Start of Block

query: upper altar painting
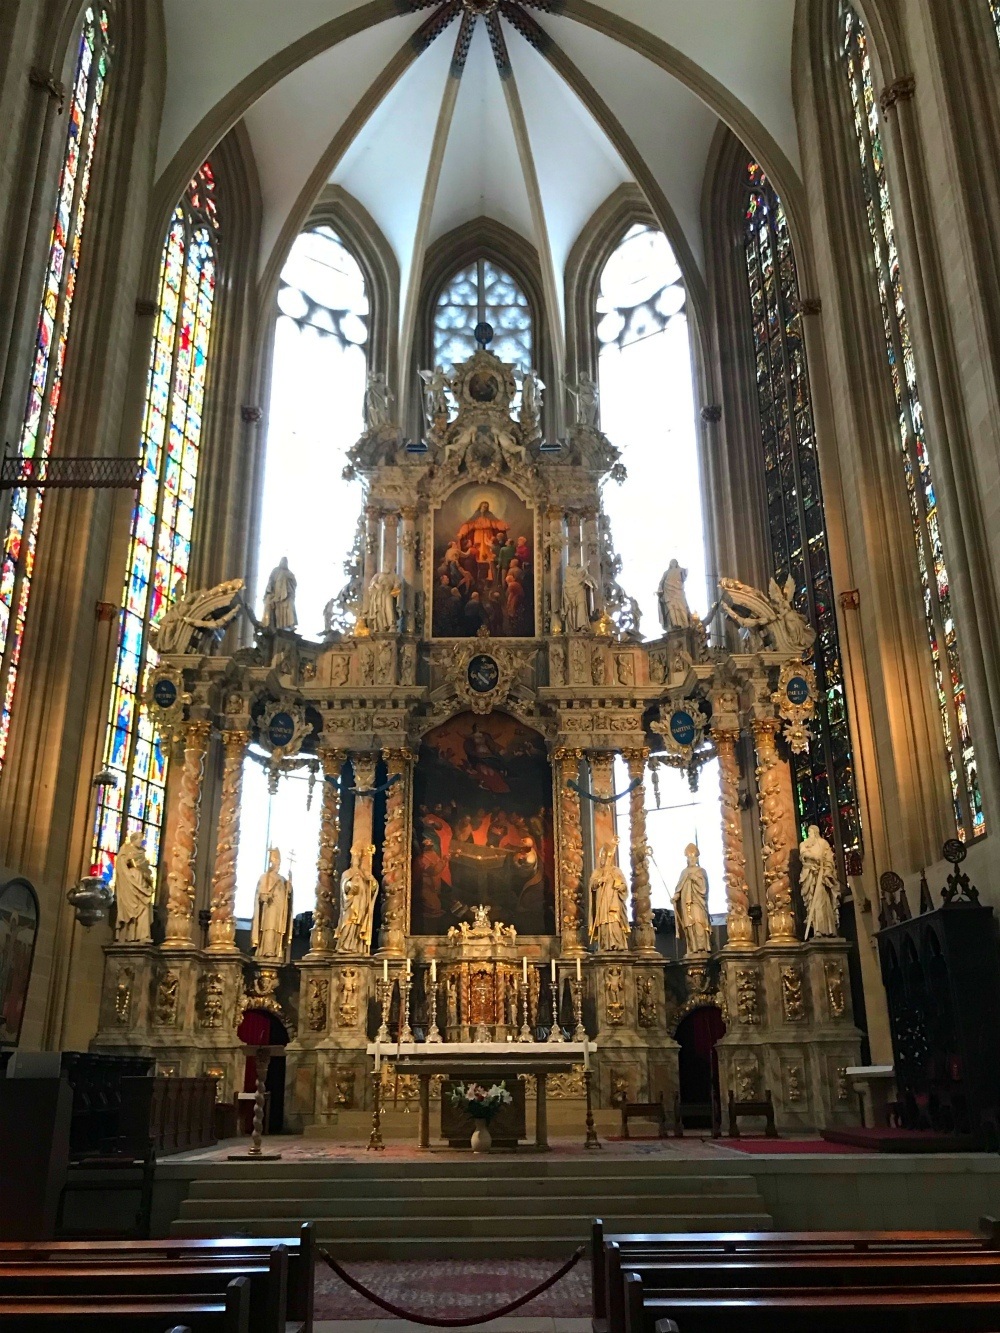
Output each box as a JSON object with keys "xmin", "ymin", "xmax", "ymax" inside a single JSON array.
[{"xmin": 432, "ymin": 482, "xmax": 535, "ymax": 638}]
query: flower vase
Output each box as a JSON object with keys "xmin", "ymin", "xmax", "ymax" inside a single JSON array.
[{"xmin": 471, "ymin": 1122, "xmax": 492, "ymax": 1153}]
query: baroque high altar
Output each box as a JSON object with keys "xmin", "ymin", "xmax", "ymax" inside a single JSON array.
[{"xmin": 94, "ymin": 340, "xmax": 861, "ymax": 1132}]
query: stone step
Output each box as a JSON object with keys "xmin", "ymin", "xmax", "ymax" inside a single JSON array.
[
  {"xmin": 183, "ymin": 1174, "xmax": 756, "ymax": 1201},
  {"xmin": 178, "ymin": 1192, "xmax": 765, "ymax": 1221},
  {"xmin": 167, "ymin": 1157, "xmax": 752, "ymax": 1182}
]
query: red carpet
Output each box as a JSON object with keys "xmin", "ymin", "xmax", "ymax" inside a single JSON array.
[
  {"xmin": 725, "ymin": 1138, "xmax": 868, "ymax": 1154},
  {"xmin": 314, "ymin": 1258, "xmax": 592, "ymax": 1320}
]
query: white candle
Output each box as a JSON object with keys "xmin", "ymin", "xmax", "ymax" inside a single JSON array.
[
  {"xmin": 383, "ymin": 959, "xmax": 388, "ymax": 983},
  {"xmin": 576, "ymin": 957, "xmax": 582, "ymax": 982},
  {"xmin": 431, "ymin": 958, "xmax": 437, "ymax": 983},
  {"xmin": 522, "ymin": 956, "xmax": 528, "ymax": 985},
  {"xmin": 550, "ymin": 958, "xmax": 556, "ymax": 983},
  {"xmin": 406, "ymin": 957, "xmax": 411, "ymax": 977}
]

End of Block

Your objective:
Leave out all pictures, then copy the remaining material exactly.

Exercise output:
query: upper altar painting
Output each box as a JSON object with keys "xmin", "ymin", "xmax", "ymax" inside a single JSON array.
[{"xmin": 432, "ymin": 482, "xmax": 535, "ymax": 638}]
query: flower vase
Output each box as a JSON object with keys "xmin", "ymin", "xmax", "ymax" inside a single JSON array.
[{"xmin": 471, "ymin": 1122, "xmax": 492, "ymax": 1153}]
query: baroque high altar
Output each box as a JSON object with keys "xmin", "ymin", "xmax", "ymax" inside a single JSON array.
[{"xmin": 94, "ymin": 340, "xmax": 861, "ymax": 1132}]
query: stone step
Output each box as a JSON object with keys "xmin", "ymin", "xmax", "ymax" inside a single JSON array.
[
  {"xmin": 183, "ymin": 1174, "xmax": 756, "ymax": 1201},
  {"xmin": 178, "ymin": 1192, "xmax": 765, "ymax": 1221},
  {"xmin": 167, "ymin": 1157, "xmax": 752, "ymax": 1182}
]
query: red carpet
Output each box as a JSON object with keys "xmin", "ymin", "xmax", "ymax" inside a single JSON array.
[
  {"xmin": 725, "ymin": 1138, "xmax": 868, "ymax": 1154},
  {"xmin": 314, "ymin": 1258, "xmax": 592, "ymax": 1320}
]
query: white candle
Output each box as a JSON object with keys "xmin", "ymin", "xmax", "ymax" inside a single JSON array.
[
  {"xmin": 383, "ymin": 959, "xmax": 388, "ymax": 983},
  {"xmin": 576, "ymin": 957, "xmax": 582, "ymax": 982},
  {"xmin": 431, "ymin": 958, "xmax": 437, "ymax": 983},
  {"xmin": 522, "ymin": 956, "xmax": 528, "ymax": 985},
  {"xmin": 550, "ymin": 958, "xmax": 556, "ymax": 983},
  {"xmin": 406, "ymin": 957, "xmax": 411, "ymax": 977}
]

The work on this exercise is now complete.